GIVEN RECORDS:
** BEGIN **

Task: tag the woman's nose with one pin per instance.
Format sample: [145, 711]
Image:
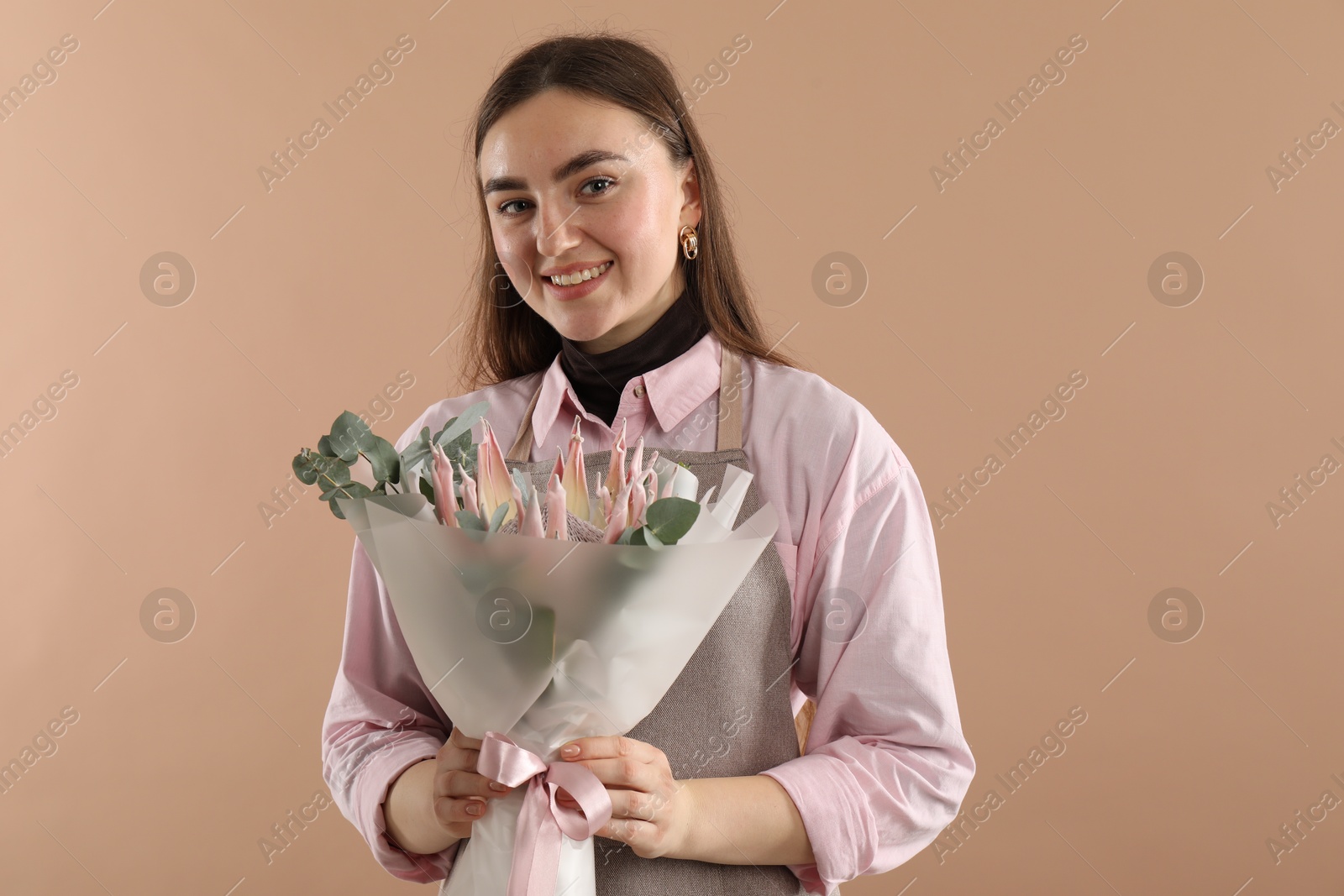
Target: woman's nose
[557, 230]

** END **
** BEGIN **

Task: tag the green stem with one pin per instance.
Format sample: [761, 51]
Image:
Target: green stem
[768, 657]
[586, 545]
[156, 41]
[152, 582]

** END **
** BEGIN **

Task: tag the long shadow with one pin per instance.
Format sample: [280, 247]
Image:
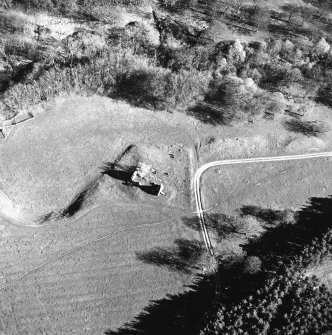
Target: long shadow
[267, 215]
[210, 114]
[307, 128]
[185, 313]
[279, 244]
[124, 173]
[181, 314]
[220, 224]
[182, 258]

** END **

TASK OBJECTIVE:
List every line of the entries above that contains the string "instance", matching case exactly.

WRITTEN ANSWER:
Task: tag the woman's nose with one pin per instance.
Task: tag the green stem with one pin per instance.
Task: tag the long shadow with one pin per instance.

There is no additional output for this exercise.